→ **Job**: Reproduce every item below in full, keeping each item's wording unchanged but multiplying every bounding-box coordinate listed after it by 2.3. Round each product to a whole number, with halves rounded up.

▽

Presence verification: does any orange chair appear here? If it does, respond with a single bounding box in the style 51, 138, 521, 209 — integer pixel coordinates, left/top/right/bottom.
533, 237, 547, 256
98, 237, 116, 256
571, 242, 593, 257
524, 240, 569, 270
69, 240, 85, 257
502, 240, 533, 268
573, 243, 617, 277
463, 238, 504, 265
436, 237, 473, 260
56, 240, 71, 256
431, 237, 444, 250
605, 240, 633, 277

△

→ **Output of the exercise**:
Presence verification: does any orange chair appear here? If it does, respond with a single bounding box in the style 51, 138, 521, 209 — integer pixel coordinates, left/top/right/bottom.
1226, 545, 1258, 589
225, 545, 267, 589
1313, 557, 1364, 591
1205, 552, 1309, 621
159, 552, 196, 591
1155, 552, 1226, 616
1318, 559, 1419, 637
1065, 547, 1159, 610
1003, 545, 1088, 598
129, 552, 163, 589
991, 545, 1021, 575
1392, 552, 1456, 637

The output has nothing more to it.